EXERCISE INPUT Start Marker

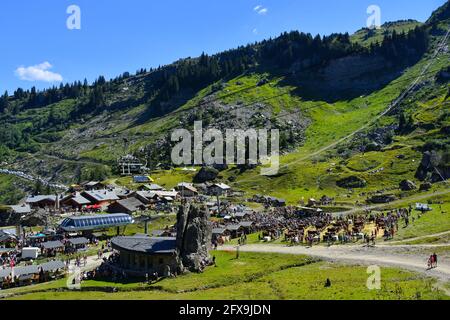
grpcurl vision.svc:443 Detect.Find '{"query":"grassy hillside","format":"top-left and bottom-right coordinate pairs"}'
top-left (0, 174), bottom-right (30, 204)
top-left (0, 1), bottom-right (449, 204)
top-left (351, 20), bottom-right (423, 47)
top-left (223, 44), bottom-right (450, 203)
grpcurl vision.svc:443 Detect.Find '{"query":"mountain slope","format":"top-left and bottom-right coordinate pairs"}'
top-left (351, 20), bottom-right (423, 47)
top-left (0, 1), bottom-right (449, 205)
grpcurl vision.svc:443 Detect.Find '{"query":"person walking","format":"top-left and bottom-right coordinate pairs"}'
top-left (433, 253), bottom-right (438, 268)
top-left (428, 255), bottom-right (433, 269)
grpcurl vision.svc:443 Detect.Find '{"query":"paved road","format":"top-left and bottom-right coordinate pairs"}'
top-left (0, 168), bottom-right (66, 190)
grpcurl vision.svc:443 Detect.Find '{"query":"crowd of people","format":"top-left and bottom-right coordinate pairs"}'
top-left (0, 250), bottom-right (18, 270)
top-left (0, 196), bottom-right (443, 292)
top-left (428, 253), bottom-right (438, 269)
top-left (211, 202), bottom-right (437, 248)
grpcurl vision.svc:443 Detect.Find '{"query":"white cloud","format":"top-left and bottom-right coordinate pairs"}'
top-left (258, 8), bottom-right (268, 15)
top-left (254, 5), bottom-right (268, 15)
top-left (15, 62), bottom-right (63, 82)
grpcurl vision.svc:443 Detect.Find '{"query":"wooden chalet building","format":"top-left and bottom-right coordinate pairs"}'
top-left (26, 195), bottom-right (57, 209)
top-left (81, 190), bottom-right (120, 210)
top-left (175, 183), bottom-right (198, 197)
top-left (208, 183), bottom-right (232, 196)
top-left (107, 197), bottom-right (146, 214)
top-left (60, 193), bottom-right (91, 210)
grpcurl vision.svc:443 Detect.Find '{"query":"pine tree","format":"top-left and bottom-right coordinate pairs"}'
top-left (398, 111), bottom-right (407, 133)
top-left (48, 105), bottom-right (57, 124)
top-left (0, 91), bottom-right (8, 113)
top-left (34, 180), bottom-right (44, 195)
top-left (97, 76), bottom-right (106, 86)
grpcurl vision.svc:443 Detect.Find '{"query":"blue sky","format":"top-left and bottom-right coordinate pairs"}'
top-left (0, 0), bottom-right (446, 94)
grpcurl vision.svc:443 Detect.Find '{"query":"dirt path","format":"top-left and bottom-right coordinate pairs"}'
top-left (219, 244), bottom-right (450, 282)
top-left (335, 188), bottom-right (450, 215)
top-left (387, 230), bottom-right (450, 245)
top-left (75, 252), bottom-right (110, 272)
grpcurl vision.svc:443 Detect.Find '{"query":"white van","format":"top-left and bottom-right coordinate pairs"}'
top-left (21, 247), bottom-right (41, 260)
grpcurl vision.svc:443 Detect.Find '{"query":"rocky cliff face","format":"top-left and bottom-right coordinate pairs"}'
top-left (193, 166), bottom-right (219, 183)
top-left (416, 150), bottom-right (450, 182)
top-left (0, 209), bottom-right (47, 227)
top-left (176, 203), bottom-right (212, 273)
top-left (0, 209), bottom-right (20, 226)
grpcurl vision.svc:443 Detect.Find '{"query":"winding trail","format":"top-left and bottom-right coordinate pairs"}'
top-left (388, 230), bottom-right (450, 244)
top-left (334, 188), bottom-right (450, 216)
top-left (236, 26), bottom-right (450, 185)
top-left (219, 243), bottom-right (450, 282)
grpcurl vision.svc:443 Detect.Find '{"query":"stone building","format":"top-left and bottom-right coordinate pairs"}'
top-left (111, 236), bottom-right (178, 276)
top-left (110, 204), bottom-right (212, 276)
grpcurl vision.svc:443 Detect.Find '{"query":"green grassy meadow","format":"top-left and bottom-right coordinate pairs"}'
top-left (4, 251), bottom-right (447, 300)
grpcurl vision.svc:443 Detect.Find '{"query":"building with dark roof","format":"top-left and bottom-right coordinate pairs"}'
top-left (207, 183), bottom-right (232, 196)
top-left (9, 204), bottom-right (32, 215)
top-left (0, 230), bottom-right (17, 244)
top-left (111, 236), bottom-right (178, 276)
top-left (175, 183), bottom-right (198, 197)
top-left (132, 190), bottom-right (178, 204)
top-left (225, 224), bottom-right (244, 237)
top-left (68, 237), bottom-right (89, 246)
top-left (239, 221), bottom-right (256, 233)
top-left (107, 197), bottom-right (146, 214)
top-left (41, 240), bottom-right (64, 250)
top-left (138, 184), bottom-right (163, 192)
top-left (60, 193), bottom-right (91, 210)
top-left (132, 191), bottom-right (154, 204)
top-left (234, 211), bottom-right (250, 219)
top-left (0, 260), bottom-right (65, 286)
top-left (133, 176), bottom-right (154, 184)
top-left (81, 190), bottom-right (120, 208)
top-left (82, 181), bottom-right (106, 191)
top-left (112, 187), bottom-right (132, 199)
top-left (211, 228), bottom-right (230, 242)
top-left (41, 241), bottom-right (65, 256)
top-left (67, 237), bottom-right (90, 251)
top-left (26, 195), bottom-right (57, 209)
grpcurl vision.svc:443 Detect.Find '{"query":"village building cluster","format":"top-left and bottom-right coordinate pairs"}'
top-left (8, 177), bottom-right (238, 216)
top-left (0, 172), bottom-right (436, 291)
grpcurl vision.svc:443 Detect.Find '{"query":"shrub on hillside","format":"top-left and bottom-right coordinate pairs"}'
top-left (336, 176), bottom-right (367, 189)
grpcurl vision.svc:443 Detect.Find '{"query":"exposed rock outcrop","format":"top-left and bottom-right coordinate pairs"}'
top-left (176, 203), bottom-right (212, 273)
top-left (399, 179), bottom-right (417, 191)
top-left (193, 166), bottom-right (219, 183)
top-left (212, 163), bottom-right (229, 172)
top-left (21, 210), bottom-right (47, 227)
top-left (419, 182), bottom-right (433, 191)
top-left (415, 150), bottom-right (450, 182)
top-left (0, 209), bottom-right (21, 227)
top-left (0, 208), bottom-right (46, 227)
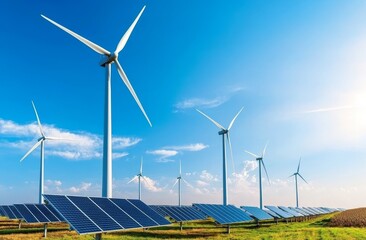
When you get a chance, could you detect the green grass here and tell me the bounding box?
[1,214,366,240]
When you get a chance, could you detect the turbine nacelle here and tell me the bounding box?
[218,129,228,135]
[99,53,118,67]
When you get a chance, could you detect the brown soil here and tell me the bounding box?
[329,208,366,227]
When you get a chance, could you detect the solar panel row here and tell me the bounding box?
[150,205,206,222]
[240,206,273,221]
[44,195,171,235]
[12,204,63,223]
[0,206,5,217]
[193,204,253,225]
[278,206,303,217]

EXERCISE INPUT End Marker

■ **WHAT THIS TASK INVOLVES**
Retype all entries exactly, without the images.

■ **RESULT BELOW**
grpcurl vision.svc:443 Detect.Find '{"query":"grassy hillside","format":"top-left and bottom-right coordinate pairs"}'
top-left (0, 174), bottom-right (30, 204)
top-left (0, 1), bottom-right (449, 204)
top-left (351, 20), bottom-right (423, 47)
top-left (223, 44), bottom-right (450, 203)
grpcurl vision.svc:443 Detect.Find '{"query":"mountain slope","format":"top-left and bottom-right coordinate pairs"}'
top-left (351, 20), bottom-right (423, 47)
top-left (0, 1), bottom-right (449, 205)
grpcurl vision.svc:443 Detect.Find '{"query":"person walking","format":"top-left and bottom-right coordinate pairs"}'
top-left (433, 253), bottom-right (438, 268)
top-left (428, 255), bottom-right (433, 269)
grpcurl vision.svc:443 Detect.Find '{"query":"paved road","format":"top-left and bottom-right coordinate pairs"}'
top-left (0, 168), bottom-right (66, 190)
grpcurl vision.svc:443 Detect.Find '{"query":"crowd of people","format":"top-left and bottom-right coordinate pairs"}'
top-left (0, 250), bottom-right (18, 270)
top-left (0, 196), bottom-right (443, 292)
top-left (428, 253), bottom-right (438, 269)
top-left (211, 202), bottom-right (437, 248)
grpcurl vision.svc:443 Detect.Find '{"query":"white cloud","format":"top-left and bottom-right coordinate pairs"}'
top-left (258, 8), bottom-right (268, 15)
top-left (254, 5), bottom-right (268, 15)
top-left (15, 62), bottom-right (63, 82)
grpcurl vision.svc:443 Detect.Find '{"query":"wooden chalet building","format":"top-left and bottom-right coordinate pairs"}'
top-left (26, 195), bottom-right (57, 209)
top-left (81, 190), bottom-right (120, 210)
top-left (175, 183), bottom-right (198, 197)
top-left (208, 183), bottom-right (232, 196)
top-left (107, 197), bottom-right (146, 214)
top-left (60, 193), bottom-right (91, 210)
grpcurl vision.svc:443 Detect.Find '{"query":"pine tree","format":"top-left and bottom-right coordinate pairs"}'
top-left (398, 111), bottom-right (407, 133)
top-left (48, 105), bottom-right (57, 124)
top-left (0, 91), bottom-right (8, 113)
top-left (34, 180), bottom-right (44, 195)
top-left (97, 76), bottom-right (106, 86)
grpcurl vision.svc:443 Detect.Find '{"query":"blue sky","format":"top-left and bottom-right coordinate pairs"}'
top-left (0, 0), bottom-right (446, 94)
grpcurl vision.svc:443 Detect.Find '{"query":"dirt path","format":"top-left and bottom-right coordinate pairs"}'
top-left (219, 244), bottom-right (450, 282)
top-left (335, 188), bottom-right (450, 215)
top-left (387, 230), bottom-right (450, 245)
top-left (75, 252), bottom-right (110, 272)
grpcurl vision.svc:443 Detect.Find '{"query":"white van","format":"top-left and bottom-right coordinate pairs"}'
top-left (21, 247), bottom-right (41, 260)
grpcurl vision.svc:443 Detect.Find '{"query":"rocky cliff face","format":"top-left and bottom-right coordinate pairs"}'
top-left (193, 166), bottom-right (219, 183)
top-left (416, 150), bottom-right (450, 182)
top-left (0, 209), bottom-right (47, 227)
top-left (176, 203), bottom-right (212, 273)
top-left (0, 209), bottom-right (20, 226)
grpcurl vision.svc:443 Detect.Find '{"query":"winding trail","format":"top-left and bottom-right coordinate pairs"}'
top-left (388, 230), bottom-right (450, 244)
top-left (334, 188), bottom-right (450, 216)
top-left (236, 26), bottom-right (450, 185)
top-left (219, 243), bottom-right (450, 282)
grpcurl vision.svc:443 Detect.Find '{"query":"stone building","format":"top-left and bottom-right coordinate pairs"}'
top-left (111, 236), bottom-right (178, 276)
top-left (110, 204), bottom-right (212, 276)
grpcurl vision.svc:443 Detect.Find '{"query":"green grassy meadow","format":"top-left and bottom-right coordinate pairs"}'
top-left (4, 251), bottom-right (447, 300)
grpcurl vision.svc:443 Detect.Find '{"query":"building with dark roof","format":"top-left and bottom-right coordinate pairs"}'
top-left (207, 183), bottom-right (232, 196)
top-left (9, 204), bottom-right (32, 215)
top-left (0, 230), bottom-right (17, 244)
top-left (111, 236), bottom-right (178, 276)
top-left (175, 183), bottom-right (198, 197)
top-left (132, 190), bottom-right (178, 204)
top-left (225, 224), bottom-right (244, 237)
top-left (68, 237), bottom-right (89, 246)
top-left (239, 221), bottom-right (256, 233)
top-left (107, 197), bottom-right (146, 214)
top-left (41, 240), bottom-right (64, 250)
top-left (138, 184), bottom-right (163, 192)
top-left (60, 193), bottom-right (91, 210)
top-left (132, 191), bottom-right (154, 204)
top-left (234, 211), bottom-right (250, 219)
top-left (0, 260), bottom-right (65, 286)
top-left (133, 176), bottom-right (154, 184)
top-left (81, 190), bottom-right (120, 208)
top-left (82, 181), bottom-right (106, 191)
top-left (112, 187), bottom-right (132, 199)
top-left (211, 228), bottom-right (230, 242)
top-left (41, 241), bottom-right (65, 256)
top-left (67, 237), bottom-right (90, 251)
top-left (26, 195), bottom-right (57, 209)
grpcurl vision.svc:443 Detect.Find '{"query":"village building cluster","format":"top-left and bottom-right coordinate pairs"}'
top-left (8, 177), bottom-right (238, 216)
top-left (0, 172), bottom-right (436, 291)
grpcurl vision.svc:443 Detect.Find '{"query":"shrub on hillside","format":"top-left and bottom-right coordinate pairs"}'
top-left (336, 176), bottom-right (367, 189)
grpcurl vision.svc:443 Detect.Find '{"query":"exposed rock outcrop","format":"top-left and bottom-right coordinate pairs"}'
top-left (176, 203), bottom-right (212, 273)
top-left (399, 179), bottom-right (417, 191)
top-left (193, 166), bottom-right (219, 183)
top-left (212, 163), bottom-right (229, 172)
top-left (21, 210), bottom-right (47, 227)
top-left (419, 182), bottom-right (433, 191)
top-left (415, 150), bottom-right (450, 182)
top-left (0, 209), bottom-right (21, 227)
top-left (0, 208), bottom-right (46, 227)
When you get a chance, could you detect the green grass here and tell me the bounding box?
[1,214,366,240]
When you get a chance, could you detect the turbine nacelle here and tell me the bounding box?
[218,129,228,135]
[99,53,118,67]
When you get a chance, could you detect the brown soil here and tell me the bounding box?
[329,208,366,227]
When you get a chance, could you detect the solar panel row here and tell me the bounding box?
[150,205,206,222]
[240,206,273,221]
[44,195,171,235]
[12,204,63,223]
[0,206,5,217]
[193,204,253,225]
[278,206,303,217]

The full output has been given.